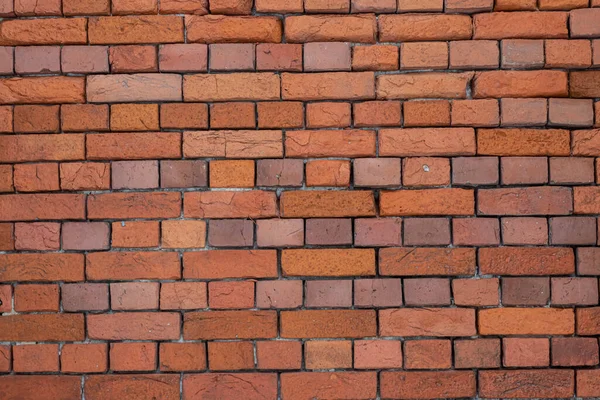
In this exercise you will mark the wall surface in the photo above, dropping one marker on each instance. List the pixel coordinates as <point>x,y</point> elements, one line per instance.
<point>299,199</point>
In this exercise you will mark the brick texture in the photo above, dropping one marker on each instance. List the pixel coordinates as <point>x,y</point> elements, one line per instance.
<point>299,199</point>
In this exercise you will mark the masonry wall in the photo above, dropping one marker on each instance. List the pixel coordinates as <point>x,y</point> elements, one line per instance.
<point>287,199</point>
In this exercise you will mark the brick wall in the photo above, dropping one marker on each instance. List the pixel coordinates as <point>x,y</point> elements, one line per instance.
<point>299,199</point>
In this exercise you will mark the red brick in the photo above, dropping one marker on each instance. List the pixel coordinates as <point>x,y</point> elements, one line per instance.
<point>426,261</point>
<point>477,353</point>
<point>280,232</point>
<point>233,144</point>
<point>425,171</point>
<point>279,294</point>
<point>278,57</point>
<point>128,59</point>
<point>133,87</point>
<point>43,31</point>
<point>426,292</point>
<point>124,7</point>
<point>38,298</point>
<point>428,384</point>
<point>526,201</point>
<point>84,358</point>
<point>328,323</point>
<point>427,354</point>
<point>427,322</point>
<point>86,7</point>
<point>526,261</point>
<point>230,385</point>
<point>378,232</point>
<point>328,173</point>
<point>84,117</point>
<point>230,325</point>
<point>197,7</point>
<point>133,356</point>
<point>135,175</point>
<point>306,385</point>
<point>223,295</point>
<point>571,170</point>
<point>286,172</point>
<point>475,292</point>
<point>375,58</point>
<point>587,383</point>
<point>224,29</point>
<point>42,328</point>
<point>526,352</point>
<point>184,115</point>
<point>568,53</point>
<point>524,231</point>
<point>176,357</point>
<point>376,354</point>
<point>574,291</point>
<point>85,297</point>
<point>334,143</point>
<point>134,295</point>
<point>325,28</point>
<point>132,265</point>
<point>233,264</point>
<point>426,142</point>
<point>183,295</point>
<point>37,236</point>
<point>574,351</point>
<point>584,23</point>
<point>330,293</point>
<point>475,113</point>
<point>183,173</point>
<point>424,55</point>
<point>526,321</point>
<point>28,386</point>
<point>571,112</point>
<point>424,85</point>
<point>35,119</point>
<point>522,25</point>
<point>479,54</point>
<point>496,84</point>
<point>134,205</point>
<point>135,234</point>
<point>407,28</point>
<point>37,60</point>
<point>35,358</point>
<point>224,356</point>
<point>328,354</point>
<point>183,57</point>
<point>134,117</point>
<point>524,170</point>
<point>276,6</point>
<point>31,207</point>
<point>36,177</point>
<point>134,326</point>
<point>328,231</point>
<point>328,86</point>
<point>475,170</point>
<point>527,383</point>
<point>135,29</point>
<point>588,321</point>
<point>377,292</point>
<point>328,262</point>
<point>221,115</point>
<point>325,56</point>
<point>165,387</point>
<point>525,112</point>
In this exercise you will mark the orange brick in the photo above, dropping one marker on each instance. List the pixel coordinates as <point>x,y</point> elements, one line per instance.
<point>328,173</point>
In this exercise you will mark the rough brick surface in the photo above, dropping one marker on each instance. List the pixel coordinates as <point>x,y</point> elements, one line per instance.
<point>299,199</point>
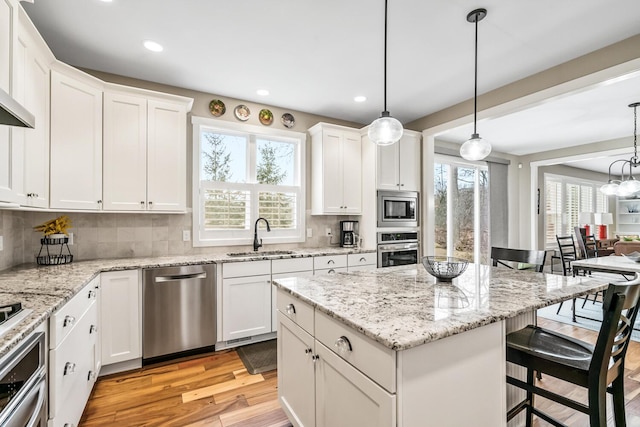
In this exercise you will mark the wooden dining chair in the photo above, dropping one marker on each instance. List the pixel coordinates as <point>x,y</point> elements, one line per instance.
<point>598,368</point>
<point>520,259</point>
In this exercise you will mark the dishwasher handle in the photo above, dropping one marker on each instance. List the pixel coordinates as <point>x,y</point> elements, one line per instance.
<point>178,277</point>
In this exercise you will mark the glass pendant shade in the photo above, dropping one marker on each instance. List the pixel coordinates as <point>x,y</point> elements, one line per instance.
<point>628,187</point>
<point>475,148</point>
<point>610,188</point>
<point>385,130</point>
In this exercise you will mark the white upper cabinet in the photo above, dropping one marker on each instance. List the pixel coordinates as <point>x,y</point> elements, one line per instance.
<point>32,62</point>
<point>144,151</point>
<point>398,165</point>
<point>336,172</point>
<point>76,139</point>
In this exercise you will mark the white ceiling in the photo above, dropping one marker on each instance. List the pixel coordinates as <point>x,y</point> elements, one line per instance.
<point>315,56</point>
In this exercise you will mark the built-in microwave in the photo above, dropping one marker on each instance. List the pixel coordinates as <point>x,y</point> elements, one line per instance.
<point>397,209</point>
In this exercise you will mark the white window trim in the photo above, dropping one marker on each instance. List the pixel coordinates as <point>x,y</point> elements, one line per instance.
<point>245,237</point>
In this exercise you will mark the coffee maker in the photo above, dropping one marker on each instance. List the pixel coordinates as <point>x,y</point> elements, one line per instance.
<point>348,234</point>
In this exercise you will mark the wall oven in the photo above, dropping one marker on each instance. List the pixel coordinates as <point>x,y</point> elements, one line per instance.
<point>397,209</point>
<point>397,249</point>
<point>23,388</point>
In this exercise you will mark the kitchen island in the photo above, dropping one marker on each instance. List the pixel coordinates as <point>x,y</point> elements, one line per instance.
<point>390,347</point>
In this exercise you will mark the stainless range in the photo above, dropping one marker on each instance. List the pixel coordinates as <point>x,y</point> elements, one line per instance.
<point>397,248</point>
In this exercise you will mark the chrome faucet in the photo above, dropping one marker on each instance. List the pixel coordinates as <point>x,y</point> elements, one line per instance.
<point>258,243</point>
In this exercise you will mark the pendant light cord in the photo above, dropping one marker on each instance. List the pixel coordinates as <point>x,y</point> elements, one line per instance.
<point>385,55</point>
<point>475,82</point>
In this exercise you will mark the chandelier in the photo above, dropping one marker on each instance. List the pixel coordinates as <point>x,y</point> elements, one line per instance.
<point>628,186</point>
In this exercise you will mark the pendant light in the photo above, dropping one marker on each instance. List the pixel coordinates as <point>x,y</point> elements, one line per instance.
<point>475,148</point>
<point>630,185</point>
<point>385,130</point>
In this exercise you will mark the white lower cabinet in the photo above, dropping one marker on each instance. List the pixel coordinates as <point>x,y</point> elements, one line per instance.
<point>73,357</point>
<point>121,316</point>
<point>318,387</point>
<point>246,299</point>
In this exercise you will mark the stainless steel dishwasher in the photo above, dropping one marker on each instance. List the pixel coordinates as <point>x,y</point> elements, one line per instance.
<point>179,310</point>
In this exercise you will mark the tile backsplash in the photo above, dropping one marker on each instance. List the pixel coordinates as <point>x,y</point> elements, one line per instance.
<point>124,235</point>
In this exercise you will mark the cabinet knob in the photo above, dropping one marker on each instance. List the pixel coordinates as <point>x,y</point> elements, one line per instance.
<point>69,368</point>
<point>68,321</point>
<point>343,345</point>
<point>291,309</point>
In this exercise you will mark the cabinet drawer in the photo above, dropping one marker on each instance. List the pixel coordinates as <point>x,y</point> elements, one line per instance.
<point>329,261</point>
<point>362,259</point>
<point>249,268</point>
<point>291,265</point>
<point>298,311</point>
<point>373,359</point>
<point>63,320</point>
<point>73,360</point>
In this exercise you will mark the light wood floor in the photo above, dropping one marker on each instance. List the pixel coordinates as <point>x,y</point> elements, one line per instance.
<point>215,390</point>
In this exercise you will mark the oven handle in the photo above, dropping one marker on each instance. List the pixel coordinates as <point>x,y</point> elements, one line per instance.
<point>397,247</point>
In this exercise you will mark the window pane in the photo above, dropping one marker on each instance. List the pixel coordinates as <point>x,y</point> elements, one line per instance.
<point>226,209</point>
<point>276,162</point>
<point>224,157</point>
<point>278,208</point>
<point>441,183</point>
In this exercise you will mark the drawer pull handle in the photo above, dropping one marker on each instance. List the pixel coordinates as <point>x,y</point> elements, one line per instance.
<point>69,368</point>
<point>343,345</point>
<point>291,309</point>
<point>68,321</point>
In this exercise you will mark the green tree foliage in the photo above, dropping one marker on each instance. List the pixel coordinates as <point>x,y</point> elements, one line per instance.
<point>216,160</point>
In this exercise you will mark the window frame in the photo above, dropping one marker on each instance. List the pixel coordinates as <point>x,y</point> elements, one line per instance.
<point>566,227</point>
<point>204,238</point>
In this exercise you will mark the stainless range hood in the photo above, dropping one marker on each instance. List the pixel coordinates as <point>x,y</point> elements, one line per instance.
<point>14,114</point>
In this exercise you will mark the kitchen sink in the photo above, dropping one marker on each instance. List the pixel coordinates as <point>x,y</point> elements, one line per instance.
<point>258,253</point>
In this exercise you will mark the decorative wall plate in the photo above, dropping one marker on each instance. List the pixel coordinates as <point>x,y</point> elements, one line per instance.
<point>288,120</point>
<point>242,112</point>
<point>265,116</point>
<point>217,107</point>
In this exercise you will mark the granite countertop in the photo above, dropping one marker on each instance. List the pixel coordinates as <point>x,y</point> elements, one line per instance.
<point>403,307</point>
<point>44,289</point>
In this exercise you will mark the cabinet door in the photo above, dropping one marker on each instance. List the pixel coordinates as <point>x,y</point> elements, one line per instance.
<point>352,173</point>
<point>125,152</point>
<point>409,161</point>
<point>166,151</point>
<point>246,306</point>
<point>36,141</point>
<point>120,316</point>
<point>387,174</point>
<point>76,143</point>
<point>332,177</point>
<point>345,397</point>
<point>296,373</point>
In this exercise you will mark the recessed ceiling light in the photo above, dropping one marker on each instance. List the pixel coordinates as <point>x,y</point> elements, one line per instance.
<point>153,46</point>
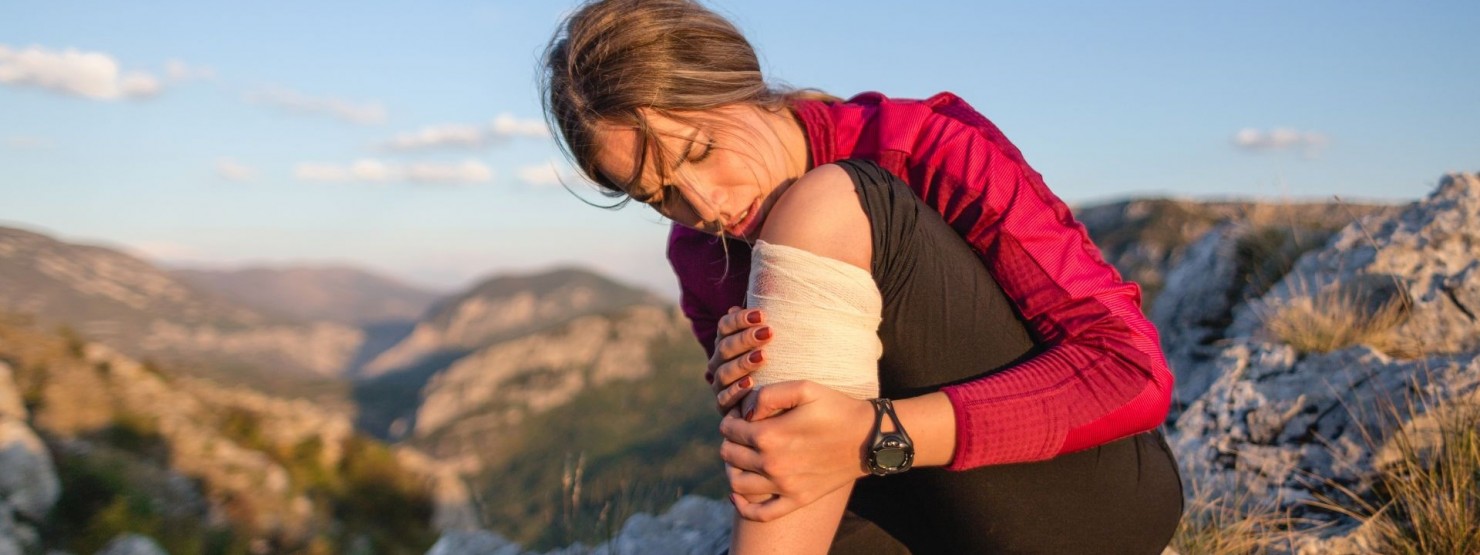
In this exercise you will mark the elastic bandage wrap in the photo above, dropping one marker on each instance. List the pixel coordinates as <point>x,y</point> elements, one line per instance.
<point>825,315</point>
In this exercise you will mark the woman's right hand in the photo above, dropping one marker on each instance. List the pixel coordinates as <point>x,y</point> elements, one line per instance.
<point>737,352</point>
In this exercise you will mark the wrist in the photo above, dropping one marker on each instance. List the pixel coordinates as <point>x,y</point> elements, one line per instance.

* What is being asked *
Nothing but the lines from the one containing "In this exercise you will mark the granite" through the last line of the records should appear in the copy, exactly as written and without pictures.

* Response area *
In this exercise you will mark the granite countertop in the photo above, dropping one marker on each instance. List the pixel coordinates as <point>x,y</point> elements, one line per instance.
<point>403,307</point>
<point>44,289</point>
In this exercise you will mark the cabinet door in the photo above, dropping one marker on each instance. List the pixel coordinates as <point>x,y</point> elements, one line per instance.
<point>352,173</point>
<point>125,152</point>
<point>409,161</point>
<point>166,151</point>
<point>246,306</point>
<point>36,141</point>
<point>120,316</point>
<point>387,174</point>
<point>76,143</point>
<point>332,177</point>
<point>345,397</point>
<point>296,373</point>
In this exercise you will mark the recessed ceiling light in the photo above, dropping one marker on each instance. List the pixel coordinates as <point>x,y</point> elements, one line per instance.
<point>153,46</point>
In this exercise you will mark the elastic bandage wrap in the photo above, dropping one marker on each instance. List the pixel coordinates as <point>x,y</point> elements, one line per instance.
<point>825,315</point>
In this exercise you will mark the woman's right hand in the photo above, dropping one marker on each instance. List the pixel coordinates as <point>x,y</point> elements, one line per instance.
<point>737,352</point>
In this exercise you will mark the wrist in the photo above, dropping one marker on each instance. List the pixel coordinates as <point>x,y</point> elements, one line per instance.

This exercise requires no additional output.